### EXERCISE PASSAGE
<<<<

American attorney (born 1965/66)

Jeffrey Jensen is an American attorney who served as the United States Attorney for the United States District Court for the Eastern District of Missouri from 2017 to 2020.

==Private sector career==
Before serving as U.S. Attorney, Jensen was a partner at Husch Blackwell LLP, a position to which he returned in 2021. In September 2024, Jensen joined Torridon Law, PLLC as a partner. Jensen has represented clients in many high-profile civil, regulatory, and criminal matters. He has been recognized by Benchmark Litigation as a Local Litigation Star in 2023 and 2024; The Best Lawyers in America®; Chambers USA; Privacy and Data Security Law, Litigation: White Collar Crime & Government Investigations, 2022-2024; and Martindale-Hubbell AV Preeminent. Prior to his legal career, he served as a Certified Public Accountant for PricewaterhouseCoopers.

==Government career==
Jensen was a Federal Bureau of Investigation special agent from 1989 to 1999. In 1999, he became an Assistant United States Attorney in the Eastern District of Missouri. He was an Executive United States Attorney from 2005 to 2009, leaving that position to start his own law firm. He received The Founders Award from the Federal Bureau of Investigation Agents Association in 2015.

>>>>

(Region pointing data)
<<<<

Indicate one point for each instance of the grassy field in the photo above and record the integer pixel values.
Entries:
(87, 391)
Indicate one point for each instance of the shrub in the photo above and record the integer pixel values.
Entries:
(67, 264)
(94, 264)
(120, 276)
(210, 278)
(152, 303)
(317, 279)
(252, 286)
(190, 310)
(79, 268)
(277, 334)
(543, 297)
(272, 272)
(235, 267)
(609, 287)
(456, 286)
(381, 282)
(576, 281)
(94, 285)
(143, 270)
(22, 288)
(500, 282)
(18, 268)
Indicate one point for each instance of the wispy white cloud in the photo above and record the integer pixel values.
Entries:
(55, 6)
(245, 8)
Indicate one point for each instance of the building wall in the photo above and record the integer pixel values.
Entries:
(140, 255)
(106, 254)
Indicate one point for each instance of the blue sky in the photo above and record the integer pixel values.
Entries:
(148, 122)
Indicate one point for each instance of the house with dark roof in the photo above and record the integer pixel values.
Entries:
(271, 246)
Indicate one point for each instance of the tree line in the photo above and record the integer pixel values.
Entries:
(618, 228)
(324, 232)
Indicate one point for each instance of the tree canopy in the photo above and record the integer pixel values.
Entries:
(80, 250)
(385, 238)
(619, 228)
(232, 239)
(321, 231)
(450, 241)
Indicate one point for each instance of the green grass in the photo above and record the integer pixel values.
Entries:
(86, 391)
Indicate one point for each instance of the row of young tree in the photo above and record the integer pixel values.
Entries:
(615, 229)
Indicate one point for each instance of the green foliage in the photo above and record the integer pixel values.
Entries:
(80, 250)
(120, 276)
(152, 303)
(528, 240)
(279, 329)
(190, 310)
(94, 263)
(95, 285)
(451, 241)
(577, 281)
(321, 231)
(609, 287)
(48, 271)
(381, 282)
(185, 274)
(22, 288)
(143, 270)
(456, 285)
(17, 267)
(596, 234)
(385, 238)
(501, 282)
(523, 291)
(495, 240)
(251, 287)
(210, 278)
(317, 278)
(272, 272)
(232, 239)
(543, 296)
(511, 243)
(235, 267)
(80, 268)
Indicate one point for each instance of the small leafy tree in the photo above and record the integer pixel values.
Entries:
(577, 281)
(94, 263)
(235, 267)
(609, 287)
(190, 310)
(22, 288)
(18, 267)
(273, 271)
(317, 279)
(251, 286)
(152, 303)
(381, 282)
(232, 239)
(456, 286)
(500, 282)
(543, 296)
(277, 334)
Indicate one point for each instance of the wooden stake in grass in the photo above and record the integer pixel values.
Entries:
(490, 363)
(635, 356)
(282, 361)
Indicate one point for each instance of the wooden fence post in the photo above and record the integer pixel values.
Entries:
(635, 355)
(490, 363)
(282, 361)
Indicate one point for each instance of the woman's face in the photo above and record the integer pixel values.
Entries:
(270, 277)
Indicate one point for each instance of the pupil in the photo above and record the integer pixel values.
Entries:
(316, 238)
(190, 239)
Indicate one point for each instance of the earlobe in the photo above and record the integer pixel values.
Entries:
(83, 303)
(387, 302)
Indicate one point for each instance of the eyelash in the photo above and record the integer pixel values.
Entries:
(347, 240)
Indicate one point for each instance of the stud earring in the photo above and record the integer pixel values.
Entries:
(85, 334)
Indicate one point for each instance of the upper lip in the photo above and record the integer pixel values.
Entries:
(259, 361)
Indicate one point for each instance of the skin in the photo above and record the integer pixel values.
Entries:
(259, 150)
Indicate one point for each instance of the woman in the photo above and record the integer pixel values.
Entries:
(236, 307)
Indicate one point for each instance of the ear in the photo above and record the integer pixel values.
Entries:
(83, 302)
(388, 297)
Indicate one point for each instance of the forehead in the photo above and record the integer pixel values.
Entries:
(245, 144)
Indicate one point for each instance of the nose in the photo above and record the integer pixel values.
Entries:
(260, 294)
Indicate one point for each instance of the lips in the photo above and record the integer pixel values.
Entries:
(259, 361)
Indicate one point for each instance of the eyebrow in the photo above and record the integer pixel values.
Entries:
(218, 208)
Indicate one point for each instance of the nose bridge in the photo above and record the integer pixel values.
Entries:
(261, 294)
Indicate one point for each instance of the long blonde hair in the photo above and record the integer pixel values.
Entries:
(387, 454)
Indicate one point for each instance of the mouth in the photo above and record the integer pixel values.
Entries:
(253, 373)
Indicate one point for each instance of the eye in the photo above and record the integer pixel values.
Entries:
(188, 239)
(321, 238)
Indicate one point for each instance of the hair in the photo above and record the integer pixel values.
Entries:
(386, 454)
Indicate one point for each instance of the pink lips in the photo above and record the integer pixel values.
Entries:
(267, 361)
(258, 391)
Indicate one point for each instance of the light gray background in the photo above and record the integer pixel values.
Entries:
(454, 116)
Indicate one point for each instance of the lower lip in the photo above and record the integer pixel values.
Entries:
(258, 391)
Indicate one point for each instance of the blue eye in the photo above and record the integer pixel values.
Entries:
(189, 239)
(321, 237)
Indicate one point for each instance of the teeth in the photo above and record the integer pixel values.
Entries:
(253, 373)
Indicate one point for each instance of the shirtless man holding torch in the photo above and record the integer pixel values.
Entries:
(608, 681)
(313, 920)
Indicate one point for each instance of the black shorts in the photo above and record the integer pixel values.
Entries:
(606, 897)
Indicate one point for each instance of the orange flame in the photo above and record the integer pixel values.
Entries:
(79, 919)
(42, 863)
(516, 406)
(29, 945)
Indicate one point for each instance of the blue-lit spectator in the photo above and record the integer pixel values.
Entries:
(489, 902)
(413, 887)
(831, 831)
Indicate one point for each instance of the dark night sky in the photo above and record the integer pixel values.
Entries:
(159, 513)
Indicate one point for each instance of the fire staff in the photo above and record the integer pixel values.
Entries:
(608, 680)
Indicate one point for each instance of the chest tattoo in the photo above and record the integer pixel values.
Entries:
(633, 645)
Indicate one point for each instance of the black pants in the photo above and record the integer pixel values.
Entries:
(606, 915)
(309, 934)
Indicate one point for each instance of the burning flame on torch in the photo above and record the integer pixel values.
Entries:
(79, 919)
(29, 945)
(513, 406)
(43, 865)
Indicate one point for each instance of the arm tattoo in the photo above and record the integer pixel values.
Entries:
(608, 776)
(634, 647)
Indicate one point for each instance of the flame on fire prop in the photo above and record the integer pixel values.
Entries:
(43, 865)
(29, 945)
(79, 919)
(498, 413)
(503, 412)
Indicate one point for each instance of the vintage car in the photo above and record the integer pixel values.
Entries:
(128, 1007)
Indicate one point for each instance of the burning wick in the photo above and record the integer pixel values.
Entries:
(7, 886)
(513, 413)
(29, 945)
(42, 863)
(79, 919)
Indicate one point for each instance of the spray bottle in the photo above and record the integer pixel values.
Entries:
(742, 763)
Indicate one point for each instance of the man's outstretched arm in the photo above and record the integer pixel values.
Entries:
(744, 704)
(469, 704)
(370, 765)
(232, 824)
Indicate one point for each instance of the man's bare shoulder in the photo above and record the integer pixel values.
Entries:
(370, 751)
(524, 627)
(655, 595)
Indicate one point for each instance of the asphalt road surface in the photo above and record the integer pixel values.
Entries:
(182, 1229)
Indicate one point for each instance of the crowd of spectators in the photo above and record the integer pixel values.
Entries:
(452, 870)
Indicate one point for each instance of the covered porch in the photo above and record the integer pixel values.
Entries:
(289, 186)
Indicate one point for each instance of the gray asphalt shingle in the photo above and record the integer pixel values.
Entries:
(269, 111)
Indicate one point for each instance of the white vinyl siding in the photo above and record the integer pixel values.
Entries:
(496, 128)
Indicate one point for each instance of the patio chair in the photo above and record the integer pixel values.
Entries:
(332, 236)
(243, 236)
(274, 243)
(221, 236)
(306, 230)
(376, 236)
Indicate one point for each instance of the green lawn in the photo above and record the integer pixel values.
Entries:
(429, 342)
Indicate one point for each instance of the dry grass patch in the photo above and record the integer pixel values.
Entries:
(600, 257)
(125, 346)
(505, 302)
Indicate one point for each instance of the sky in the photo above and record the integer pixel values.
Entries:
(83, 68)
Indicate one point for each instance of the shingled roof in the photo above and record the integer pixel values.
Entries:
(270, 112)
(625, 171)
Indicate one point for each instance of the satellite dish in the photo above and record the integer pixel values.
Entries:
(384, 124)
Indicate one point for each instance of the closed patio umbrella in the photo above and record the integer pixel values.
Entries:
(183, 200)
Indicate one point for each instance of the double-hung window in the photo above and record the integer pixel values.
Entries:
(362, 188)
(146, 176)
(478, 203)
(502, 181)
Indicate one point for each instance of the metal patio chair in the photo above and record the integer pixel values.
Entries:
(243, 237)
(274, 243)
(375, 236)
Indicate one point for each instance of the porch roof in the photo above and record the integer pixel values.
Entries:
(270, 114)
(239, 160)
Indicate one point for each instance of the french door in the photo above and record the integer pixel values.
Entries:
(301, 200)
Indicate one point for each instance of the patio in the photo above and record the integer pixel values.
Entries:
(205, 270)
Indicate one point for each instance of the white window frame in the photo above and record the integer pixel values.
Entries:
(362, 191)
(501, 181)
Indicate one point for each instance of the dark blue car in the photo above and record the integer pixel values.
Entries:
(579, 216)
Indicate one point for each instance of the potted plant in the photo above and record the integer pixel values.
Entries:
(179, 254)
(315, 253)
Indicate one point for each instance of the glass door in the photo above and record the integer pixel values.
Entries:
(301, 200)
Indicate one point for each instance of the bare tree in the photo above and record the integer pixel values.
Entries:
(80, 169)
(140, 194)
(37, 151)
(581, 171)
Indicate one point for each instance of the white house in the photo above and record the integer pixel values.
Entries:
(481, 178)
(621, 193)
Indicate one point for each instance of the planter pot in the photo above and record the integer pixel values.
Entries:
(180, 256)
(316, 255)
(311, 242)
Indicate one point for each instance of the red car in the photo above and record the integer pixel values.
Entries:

>>>>

### TASK LIST
**a)** According to the passage on Jeffrey Jensen, which firm did he join as a partner in September 2024?
**b)** Please extend the passage on Jeffrey Jensen, picking up right after its final sentence.
The listing isn't needed for any of this work.

### TASK ANSWERS
**a)** Torridon Law, PLLC

**b)**
===United States Attorney (2017-2020)===
In 2017, Jensen was named U.S. Attorney for the Eastern District of Missouri, where he led a team of more than 70 attorneys. He oversaw thousands of federal criminal prosecutions and civil enforcement actions in the District, including cases involving public corruption, white collar crime, organized crime, terrorism, the False Claims Act, narcotics, and firearms, as well as a variety of cybersecurity attacks, such as computer intrusion and ransomware.

In 2020, Jensen was chosen by Attorney General William Barr to conduct a review of the Department of Justice's case against former National Security Advisor Michael Flynn in the United States v. Flynn case. In this position, he recommended that the federal government drop its case against Flynn.

Jensen also served on the Attorney General's Advisory Committee (AGAC) during his time in office, a group of U.S. Attorneys from various districts chosen by the Attorney General to advise on nationwide priorities.

As is customary at a presidential transition, Jensen resigned as a United States Attorney on December 30, 2020.